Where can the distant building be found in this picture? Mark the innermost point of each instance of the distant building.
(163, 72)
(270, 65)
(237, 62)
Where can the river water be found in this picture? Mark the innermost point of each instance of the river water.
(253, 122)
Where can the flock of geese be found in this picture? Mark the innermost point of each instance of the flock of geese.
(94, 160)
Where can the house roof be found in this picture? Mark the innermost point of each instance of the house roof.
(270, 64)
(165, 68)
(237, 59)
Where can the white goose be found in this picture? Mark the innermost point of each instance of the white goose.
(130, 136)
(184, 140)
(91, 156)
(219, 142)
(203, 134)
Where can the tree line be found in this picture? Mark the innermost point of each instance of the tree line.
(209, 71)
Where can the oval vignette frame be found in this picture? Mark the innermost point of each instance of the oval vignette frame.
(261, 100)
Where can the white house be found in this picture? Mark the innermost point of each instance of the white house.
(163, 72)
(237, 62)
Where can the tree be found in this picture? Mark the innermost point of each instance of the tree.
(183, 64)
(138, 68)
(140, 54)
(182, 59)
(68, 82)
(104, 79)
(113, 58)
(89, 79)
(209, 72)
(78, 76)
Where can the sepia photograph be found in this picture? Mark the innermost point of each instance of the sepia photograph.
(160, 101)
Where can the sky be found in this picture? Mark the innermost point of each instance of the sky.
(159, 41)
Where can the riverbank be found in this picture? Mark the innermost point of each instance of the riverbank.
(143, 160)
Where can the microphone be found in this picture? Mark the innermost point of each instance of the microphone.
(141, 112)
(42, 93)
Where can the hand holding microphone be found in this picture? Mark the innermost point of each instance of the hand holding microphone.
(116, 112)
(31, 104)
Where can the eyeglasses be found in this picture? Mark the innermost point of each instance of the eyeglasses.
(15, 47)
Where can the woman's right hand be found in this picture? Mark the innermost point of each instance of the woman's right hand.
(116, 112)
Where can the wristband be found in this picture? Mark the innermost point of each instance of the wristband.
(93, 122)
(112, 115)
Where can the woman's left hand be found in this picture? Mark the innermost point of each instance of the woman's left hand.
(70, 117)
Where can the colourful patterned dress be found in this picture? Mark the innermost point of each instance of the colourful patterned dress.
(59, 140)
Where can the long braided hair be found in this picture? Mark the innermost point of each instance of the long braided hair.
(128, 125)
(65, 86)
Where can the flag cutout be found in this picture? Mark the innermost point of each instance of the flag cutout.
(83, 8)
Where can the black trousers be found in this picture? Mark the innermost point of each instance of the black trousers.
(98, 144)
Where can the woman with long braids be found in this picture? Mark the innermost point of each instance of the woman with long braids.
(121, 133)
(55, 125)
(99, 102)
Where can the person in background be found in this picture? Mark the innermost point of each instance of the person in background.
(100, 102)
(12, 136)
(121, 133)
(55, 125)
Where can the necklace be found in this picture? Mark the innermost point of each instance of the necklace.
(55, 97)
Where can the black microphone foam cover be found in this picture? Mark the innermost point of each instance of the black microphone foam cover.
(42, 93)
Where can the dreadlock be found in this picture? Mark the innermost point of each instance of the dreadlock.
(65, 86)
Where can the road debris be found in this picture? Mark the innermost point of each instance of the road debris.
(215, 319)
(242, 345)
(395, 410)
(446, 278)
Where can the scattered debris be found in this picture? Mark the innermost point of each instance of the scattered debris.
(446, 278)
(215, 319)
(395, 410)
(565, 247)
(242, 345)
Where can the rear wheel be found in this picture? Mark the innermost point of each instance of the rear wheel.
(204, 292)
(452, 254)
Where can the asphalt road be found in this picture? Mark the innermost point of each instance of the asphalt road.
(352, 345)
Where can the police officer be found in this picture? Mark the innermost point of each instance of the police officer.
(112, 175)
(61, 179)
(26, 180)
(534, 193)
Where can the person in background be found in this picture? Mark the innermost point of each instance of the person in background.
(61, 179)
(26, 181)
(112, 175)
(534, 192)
^^^^
## WRITTEN REQUEST
Reproduce every record above exactly as it appears.

## RESPONSE TO THE EXERCISE
Where can the distant building be found in this picture? Mark the innermost point of each instance of the distant building.
(163, 72)
(270, 65)
(237, 62)
Where can the river water be found in this picture? Mark the innermost point of each instance of the river water.
(253, 122)
Where can the flock of geese be found in this picture? Mark the innermost point of each instance of the flock of geese.
(94, 160)
Where can the house roof be found in this picture? Mark the innermost point of each instance of the house roof.
(270, 64)
(165, 68)
(237, 59)
Where can the white goose be found in this picture? Mark the innermost point of each instance of the white goose.
(130, 136)
(184, 140)
(91, 156)
(219, 142)
(203, 134)
Where can the tree line be found in this picture? Mark the innermost point of each instance of the tree line.
(209, 71)
Where can the oval vignette frame be found in this picture? Mark the innermost point of each instance of the oval vignette frame.
(261, 100)
Where can the white house be found in this picture? Mark the innermost point of each instance of the white house.
(163, 72)
(237, 62)
Where can the tree be found in this picture? Mark the innermost point of each instance of the tree.
(183, 64)
(138, 68)
(140, 54)
(182, 59)
(68, 82)
(104, 79)
(113, 58)
(89, 79)
(209, 72)
(78, 76)
Where can the sepia photograph be found in this picture? Mark the innermost point of each instance of the sepia photograph.
(160, 101)
Where can the sky be found in this picture? Mark the innermost point of each instance of the sky.
(159, 41)
Where can the riverbank be found in this picture? Mark the innermost point of each instance of the riverbank.
(143, 160)
Where can the microphone be found in this picture? Mark the innermost point of each instance of the microphone.
(141, 112)
(42, 93)
Where can the hand holding microphone be found in this picture? Mark the innermost point of each instance of the hand holding microphone.
(116, 112)
(31, 104)
Where can the eyeglasses be found in this picture? Mark the innermost point of each instance of the eyeglasses.
(15, 47)
Where can the woman's right hand be found in this picture? Mark the innermost point of each instance of the woman's right hand.
(116, 112)
Where can the wristband be found in this picture? Mark the innermost point of each instance of the wristband.
(93, 122)
(112, 115)
Where can the woman's left hand be found in this picture? Mark the innermost point of each instance of the woman's left hand.
(70, 117)
Where can the colourful patterned dress be found in this picture? Mark the innermost point of each instance of the colourful patterned dress.
(59, 140)
Where can the long braided hair be found in this picture? Mark the innermost point of each instance of the long braided hair.
(128, 125)
(65, 86)
Where can the flag cutout be found in this picture? Mark the innermost point of each instance of the flag cutout.
(83, 8)
Where can the black trousers be found in this picture? Mark the innermost point of each instance of the black trousers.
(98, 144)
Where can the woman with long braids be found in this picture? Mark the innermost point of each instance of the woman with long braids.
(121, 133)
(55, 125)
(99, 102)
Where can the person in background be found in this picture? Mark the innermost point of each instance of the person in background.
(100, 102)
(12, 136)
(121, 133)
(55, 125)
Where can the necklace be found in this picture? Mark the innermost point of each instance of the necklace.
(55, 97)
Where can the black microphone foam cover be found in this picture? Mark the innermost point of each instance of the black microphone foam cover.
(42, 93)
Where can the dreadlock be found in this picture? Mark the innermost point of each instance of the dreadlock.
(65, 86)
Where can the road debris be found in this picture? Mark the innermost point of each instance of the road debris.
(215, 319)
(242, 345)
(395, 410)
(446, 278)
Where can the scattered debris be found in this picture? Mark the innermost point of each instance of the scattered debris.
(446, 278)
(215, 319)
(395, 410)
(565, 247)
(242, 345)
Where can the rear wheel be found in this picture? Mark the innermost point of each instance of the rear wheel.
(204, 292)
(452, 254)
Where can the asphalt road be found in this picture? Mark the innermost point of each instance of the asphalt road.
(352, 345)
Where can the police officer be found in this picture? Mark the innermost point of each instance of the police officer.
(112, 175)
(61, 179)
(26, 180)
(534, 193)
Where can the person in background be found in this picture? Mark the innermost point of each instance of the person in background.
(61, 179)
(26, 181)
(112, 175)
(534, 192)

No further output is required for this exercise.